>> begin Data for the task
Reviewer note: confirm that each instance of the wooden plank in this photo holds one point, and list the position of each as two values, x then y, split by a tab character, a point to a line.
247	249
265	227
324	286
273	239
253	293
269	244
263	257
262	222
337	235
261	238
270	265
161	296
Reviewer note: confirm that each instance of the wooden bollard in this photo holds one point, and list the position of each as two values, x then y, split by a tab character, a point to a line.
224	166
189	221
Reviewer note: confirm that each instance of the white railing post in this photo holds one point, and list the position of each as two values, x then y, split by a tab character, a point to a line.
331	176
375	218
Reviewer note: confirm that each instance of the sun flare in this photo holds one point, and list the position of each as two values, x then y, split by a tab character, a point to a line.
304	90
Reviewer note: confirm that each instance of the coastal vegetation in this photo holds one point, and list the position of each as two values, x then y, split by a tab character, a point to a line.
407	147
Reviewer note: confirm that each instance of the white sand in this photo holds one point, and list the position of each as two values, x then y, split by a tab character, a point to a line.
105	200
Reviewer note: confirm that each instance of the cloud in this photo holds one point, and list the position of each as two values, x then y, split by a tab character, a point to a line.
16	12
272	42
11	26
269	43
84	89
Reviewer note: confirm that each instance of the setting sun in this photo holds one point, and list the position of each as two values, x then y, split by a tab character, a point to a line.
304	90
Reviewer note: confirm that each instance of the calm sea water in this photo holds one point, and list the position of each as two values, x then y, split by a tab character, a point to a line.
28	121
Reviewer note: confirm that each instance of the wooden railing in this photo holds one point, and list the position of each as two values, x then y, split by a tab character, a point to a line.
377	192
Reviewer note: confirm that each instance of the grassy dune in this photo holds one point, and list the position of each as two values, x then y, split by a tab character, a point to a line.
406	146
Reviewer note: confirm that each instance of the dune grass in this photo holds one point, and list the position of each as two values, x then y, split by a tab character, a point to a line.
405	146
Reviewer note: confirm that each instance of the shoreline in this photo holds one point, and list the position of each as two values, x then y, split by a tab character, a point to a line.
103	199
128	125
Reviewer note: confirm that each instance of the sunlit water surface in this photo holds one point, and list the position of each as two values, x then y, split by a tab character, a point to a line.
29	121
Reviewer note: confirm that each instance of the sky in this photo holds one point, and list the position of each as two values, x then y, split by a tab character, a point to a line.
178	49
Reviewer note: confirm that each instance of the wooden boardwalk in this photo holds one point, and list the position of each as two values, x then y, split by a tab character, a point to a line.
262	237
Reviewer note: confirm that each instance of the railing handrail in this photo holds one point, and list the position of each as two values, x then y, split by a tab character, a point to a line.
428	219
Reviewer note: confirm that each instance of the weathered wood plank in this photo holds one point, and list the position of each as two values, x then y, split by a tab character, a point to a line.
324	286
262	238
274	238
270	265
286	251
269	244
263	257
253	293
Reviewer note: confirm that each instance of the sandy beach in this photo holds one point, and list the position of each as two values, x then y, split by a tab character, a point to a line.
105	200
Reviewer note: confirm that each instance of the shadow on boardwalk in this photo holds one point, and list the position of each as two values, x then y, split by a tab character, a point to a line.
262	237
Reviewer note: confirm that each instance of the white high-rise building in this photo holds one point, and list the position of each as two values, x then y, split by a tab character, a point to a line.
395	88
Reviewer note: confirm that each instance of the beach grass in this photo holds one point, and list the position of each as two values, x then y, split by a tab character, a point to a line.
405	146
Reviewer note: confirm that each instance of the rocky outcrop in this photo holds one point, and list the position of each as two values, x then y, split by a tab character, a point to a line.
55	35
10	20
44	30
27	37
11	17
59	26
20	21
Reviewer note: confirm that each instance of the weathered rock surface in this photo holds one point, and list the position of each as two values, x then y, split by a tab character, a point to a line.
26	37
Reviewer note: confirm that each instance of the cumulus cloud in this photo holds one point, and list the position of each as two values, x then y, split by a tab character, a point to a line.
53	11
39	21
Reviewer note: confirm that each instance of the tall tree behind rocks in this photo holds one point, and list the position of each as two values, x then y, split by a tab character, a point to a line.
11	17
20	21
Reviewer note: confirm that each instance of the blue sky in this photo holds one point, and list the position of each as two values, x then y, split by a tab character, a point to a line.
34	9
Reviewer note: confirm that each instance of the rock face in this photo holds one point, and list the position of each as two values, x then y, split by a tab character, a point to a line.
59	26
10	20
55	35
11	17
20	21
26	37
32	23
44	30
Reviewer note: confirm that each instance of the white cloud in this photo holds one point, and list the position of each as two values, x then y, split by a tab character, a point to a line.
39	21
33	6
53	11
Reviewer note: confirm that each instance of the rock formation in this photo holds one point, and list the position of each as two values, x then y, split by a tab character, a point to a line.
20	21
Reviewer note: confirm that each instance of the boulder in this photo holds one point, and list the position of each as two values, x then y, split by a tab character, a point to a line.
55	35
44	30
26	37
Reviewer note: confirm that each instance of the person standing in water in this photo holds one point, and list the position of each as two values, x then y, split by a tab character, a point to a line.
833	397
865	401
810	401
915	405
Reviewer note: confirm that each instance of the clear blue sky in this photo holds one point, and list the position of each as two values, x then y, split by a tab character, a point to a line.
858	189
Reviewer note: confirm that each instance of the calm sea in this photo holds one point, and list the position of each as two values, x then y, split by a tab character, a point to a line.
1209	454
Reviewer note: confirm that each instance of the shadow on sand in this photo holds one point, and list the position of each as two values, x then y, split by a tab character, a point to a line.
>> end Data for the task
:: Work to complete ::
Output the listing above word for word.

:: Result of this exercise ::
Reviewer note: confirm that each instance of the wooden plank in this photo holds one point, and list the position of each as two values, x then y, split by a tab character, a point to a line.
247	249
265	227
324	286
273	239
253	293
269	244
263	257
262	222
337	235
261	238
270	265
161	296
Reviewer note: confirm that each instance of the wooden bollard in this photo holds one point, and list the position of each as two values, x then y, split by a tab character, a point to a line.
224	166
189	221
Reviewer note: confirm that each instance of the white railing post in this photo holds one point, and list the position of each as two values, x then y, split by a tab character, a point to a line.
331	176
375	218
Reviewer note: confirm that each instance of the sun flare in this photo holds one point, and list the position of each as two values, x then y, split by a tab character, a point to a line.
304	90
Reviewer note: confirm that each instance of the coastal vegetation in this photo holds one point, and list the position of each as two values, x then y, split by a tab character, a point to a line.
407	147
Reviewer note: confirm that each instance of the white sand in this photo holds one point, and list the position of each as two values, x then y, split by a tab character, a point to a line.
105	200
Reviewer note: confirm that each instance of the cloud in this photo holds one point, and list the position of each as two values, x then y, split by a tab character, a point to a line.
16	12
272	42
11	26
269	43
84	89
Reviewer note: confirm that each instance of the setting sun in this photo holds one point, and list the position of each as two values, x then y, split by a tab character, a point to a line.
304	90
Reviewer note: confirm that each instance of the calm sea water in this photo holds one point, and list the position of each as two values, x then y, split by a tab character, a point to a line.
28	121
Reviewer note: confirm that each instance of the wooden railing in this photo holds one point, and list the position of each as two values, x then y, split by a tab character, a point to a line.
377	192
Reviewer note: confirm that each instance of the grassy dune in this photo holds one point, and list the position of each as two values, x then y, split by a tab character, a point to a line.
406	146
Reviewer note: confirm that each instance of the dune grass in this photo holds one point, and list the position of each as two values, x then y, split by a tab character, a point to a line.
405	146
Reviewer note: confirm that each instance of the shoreline in this photo holds one point, and list the position of each as two values, x then y, split by a tab character, a point to a line.
103	199
128	125
Reviewer note: confirm that each instance of the sunlit water surface in this photo holds one point, and list the position of each as two values, x then y, split by a tab character, a point to a line.
29	121
Reviewer note: confirm that each instance of the sky in this photo holds one point, and list the position of each as two values, x then y, split by a tab character, a point to a line.
178	49
Reviewer note: confirm that each instance of the wooden boardwalk in this photo holds one point, and list the position of each as two values, x then y, split by a tab character, a point to a line.
262	237
Reviewer note: confirm that each instance of the railing handrail in this photo holds one point, and list the position of each as two values, x then y, split by a tab character, a point to a line.
428	219
Reviewer note: confirm that each instance of the weathered wood plank in this photo holds one point, and list the position of each as two values, x then y, split by a tab character, a point to a line.
324	286
262	238
274	238
270	265
286	251
269	244
263	257
253	293
Reviewer note: confirm that each instance of the sandy beach in this photo holds one point, and list the position of each as two values, x then y, split by a tab character, a point to a line.
105	200
Reviewer note: confirm that each instance of the shadow on boardwalk in this photo holds one point, and list the position of each as two values, x then y, split by a tab character, a point to a line.
262	237
Reviewer note: confirm that each instance of the white high-rise building in this photo holds one point, and list the position of each as two values, x then y, split by a tab character, a point to a line.
395	88
Reviewer note: confirm that each instance of the beach grass in this photo holds one point, and list the position of each as two values, x then y, split by a tab character, a point to a line.
405	146
Reviewer note: confirm that each instance of the rocky outcrop in this photo holds one point, and list the position of each as two values, x then y, split by a tab character, a point to a line.
55	35
10	20
44	30
27	37
11	17
59	26
20	21
Reviewer note: confirm that each instance of the weathered rock surface in this photo holds one point, and list the position of each as two values, x then y, split by a tab character, a point to a line.
26	37
Reviewer note: confirm that each instance of the cumulus cloud in this photo holds one point, and list the position of each as two values, x then y, split by a tab character, a point to a line.
53	11
39	21
Reviewer note: confirm that each instance of the tall tree behind rocks in this photo holds one point, and list the position of each as two values, x then y, split by a tab character, a point to a line.
11	17
20	21
Reviewer note: confirm that each instance of the blue sky in this photo holds one point, and list the position of each as two values, x then y, split by a tab character, a point to a line.
34	9
Reviewer note: confirm that each instance of the rock face in this photo holds one point, and list the position of each as two values, x then y, split by a tab character, a point to a line.
59	26
10	20
55	35
11	17
20	21
26	37
32	23
44	30
Reviewer note: confirm that each instance of the white cloud in this photo holds one point, and list the position of each as two values, x then y, split by a tab character, a point to a line.
39	21
33	6
53	11
Reviewer note: confirm that each instance of the rock formation in this photo holds one point, and list the position of each as two values, x then y, split by a tab character, a point to a line.
20	21
Reviewer note: confirm that each instance of the boulder in this photo holds one point, and list the position of each as two values, x then y, split by a tab character, a point to a line.
55	35
44	30
26	37
Reviewer note: confirm that each instance of the person standing in water in this photo holds one point, and list the position of each as two values, x then y, split by a tab character, a point to a line.
833	397
865	401
810	401
915	405
Reviewer note: confirm that each instance of the clear blue sky in this photo holds one point, and list the position of each as two values, x then y, split by a tab character, a point to a line.
858	189
Reviewer note: confirm that each instance of the calm sea in this photo holds one point, and list the position of each as two values, x then y, split by a tab character, a point to a line.
1209	454
Reviewer note: confirm that each instance of the shadow on sand in this photo holds one point, and list the position of each as two values, x then y, split by a tab character, a point to a line.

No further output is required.